─── ENTRIES SUPPLIED

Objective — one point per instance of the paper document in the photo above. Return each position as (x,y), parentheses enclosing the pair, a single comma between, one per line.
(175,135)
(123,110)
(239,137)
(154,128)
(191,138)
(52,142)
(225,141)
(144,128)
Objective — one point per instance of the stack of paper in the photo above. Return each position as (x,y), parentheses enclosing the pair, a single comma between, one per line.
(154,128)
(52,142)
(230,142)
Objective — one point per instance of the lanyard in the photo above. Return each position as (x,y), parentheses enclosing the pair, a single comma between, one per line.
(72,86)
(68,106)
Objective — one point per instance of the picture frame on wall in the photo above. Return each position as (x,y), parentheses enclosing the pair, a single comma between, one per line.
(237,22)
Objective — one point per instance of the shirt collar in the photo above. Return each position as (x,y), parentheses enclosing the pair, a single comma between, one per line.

──────

• [PROBLEM TO WORK ON] Without any change, reproduce the data in full.

• [RESPONSE BELOW]
Objective — one point per instance of the paper document in the photo above. Return each position as (x,y), parentheses enclosing the pair, a single comma between, one per line.
(175,135)
(123,110)
(239,137)
(154,128)
(191,138)
(52,142)
(225,141)
(144,128)
Objective — one point per instance of the stack of paper in the photo above. Return each position as (x,y), parentheses enclosing the pair, a single comma between, one per line.
(154,128)
(52,142)
(230,142)
Objective — one point per instance of the lanyard in the photo above. Return each position as (x,y), parentheses enclosing the pair, a single comma between, one per line.
(72,86)
(68,106)
Objective — one point per instance of the picture frame on wall in the photo above. Return each position as (x,y), parentheses enclosing the pair, a single comma between, one per line.
(237,22)
Objective — one point per instance of the shirt collar in the photo above. Return each position as (x,y), parentheses enclosing the pair, a single comma between, one per line.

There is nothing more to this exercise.